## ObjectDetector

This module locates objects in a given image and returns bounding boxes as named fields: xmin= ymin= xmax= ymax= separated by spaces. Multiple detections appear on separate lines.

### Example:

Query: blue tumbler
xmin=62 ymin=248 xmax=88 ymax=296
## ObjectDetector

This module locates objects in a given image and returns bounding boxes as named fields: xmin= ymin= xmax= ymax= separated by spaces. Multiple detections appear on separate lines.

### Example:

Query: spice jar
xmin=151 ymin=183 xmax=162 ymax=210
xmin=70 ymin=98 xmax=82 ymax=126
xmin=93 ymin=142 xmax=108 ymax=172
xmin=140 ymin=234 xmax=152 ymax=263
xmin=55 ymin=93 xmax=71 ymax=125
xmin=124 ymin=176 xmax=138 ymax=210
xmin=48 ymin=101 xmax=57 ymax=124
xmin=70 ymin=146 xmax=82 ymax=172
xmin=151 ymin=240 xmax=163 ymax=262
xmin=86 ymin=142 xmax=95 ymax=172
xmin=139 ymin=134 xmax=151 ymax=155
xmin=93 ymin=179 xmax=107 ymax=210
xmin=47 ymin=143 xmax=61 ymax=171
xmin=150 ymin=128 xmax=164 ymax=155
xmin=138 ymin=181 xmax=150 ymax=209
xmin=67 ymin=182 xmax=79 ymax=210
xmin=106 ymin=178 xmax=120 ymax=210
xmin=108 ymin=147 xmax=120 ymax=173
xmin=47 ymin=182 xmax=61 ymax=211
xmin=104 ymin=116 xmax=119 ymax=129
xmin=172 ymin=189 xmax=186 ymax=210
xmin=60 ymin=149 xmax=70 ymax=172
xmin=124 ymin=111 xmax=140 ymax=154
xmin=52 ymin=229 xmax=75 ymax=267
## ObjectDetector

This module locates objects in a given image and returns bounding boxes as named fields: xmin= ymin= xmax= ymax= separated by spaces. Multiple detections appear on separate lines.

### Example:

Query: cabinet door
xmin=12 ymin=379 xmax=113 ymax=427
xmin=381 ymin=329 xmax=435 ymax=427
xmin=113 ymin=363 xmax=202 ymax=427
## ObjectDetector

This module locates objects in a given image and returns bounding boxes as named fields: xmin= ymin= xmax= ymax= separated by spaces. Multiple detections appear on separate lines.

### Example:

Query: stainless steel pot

= Work required =
Down to the last character, restate every record.

= Answer for this exercise =
## ObjectDetector

This module locates objects in a given image and returns bounding boxes as named fields: xmin= ymin= xmax= ymax= separated by spaces. Multiple detections appear on separate lines.

### Example:

Query: blue tumbler
xmin=62 ymin=248 xmax=88 ymax=296
## ObjectDetector

This module locates objects in a given image and returns bounding boxes as named fields: xmin= ymin= xmax= ymax= separated by spaces. Multiple detections appear on separate lines.

### Example:

Query: spice jar
xmin=151 ymin=183 xmax=162 ymax=210
xmin=70 ymin=98 xmax=82 ymax=126
xmin=93 ymin=142 xmax=108 ymax=172
xmin=140 ymin=234 xmax=152 ymax=263
xmin=55 ymin=93 xmax=71 ymax=125
xmin=124 ymin=176 xmax=138 ymax=210
xmin=48 ymin=101 xmax=57 ymax=124
xmin=70 ymin=146 xmax=82 ymax=172
xmin=151 ymin=240 xmax=163 ymax=262
xmin=86 ymin=142 xmax=95 ymax=172
xmin=139 ymin=134 xmax=151 ymax=155
xmin=93 ymin=179 xmax=107 ymax=210
xmin=47 ymin=143 xmax=61 ymax=171
xmin=150 ymin=128 xmax=164 ymax=155
xmin=138 ymin=181 xmax=150 ymax=209
xmin=67 ymin=182 xmax=79 ymax=210
xmin=106 ymin=178 xmax=120 ymax=210
xmin=108 ymin=147 xmax=120 ymax=173
xmin=47 ymin=182 xmax=61 ymax=211
xmin=104 ymin=116 xmax=119 ymax=129
xmin=172 ymin=189 xmax=186 ymax=210
xmin=60 ymin=149 xmax=70 ymax=172
xmin=124 ymin=111 xmax=140 ymax=154
xmin=52 ymin=229 xmax=75 ymax=267
## ObjectDetector

This module locates objects in a given image and returns bounding boxes as named fields: xmin= ymin= xmax= ymax= separated by spaces. Multiple detections appear on separate lines.

### Example:

Query: cabinet door
xmin=12 ymin=379 xmax=113 ymax=427
xmin=381 ymin=329 xmax=435 ymax=427
xmin=113 ymin=363 xmax=202 ymax=427
## ObjectDetector

This module locates objects in a given image and returns bounding boxes as named fields: xmin= ymin= xmax= ymax= separated by spaces. Multiple detections appear on separate lines.

### Example:

Query: stainless steel pot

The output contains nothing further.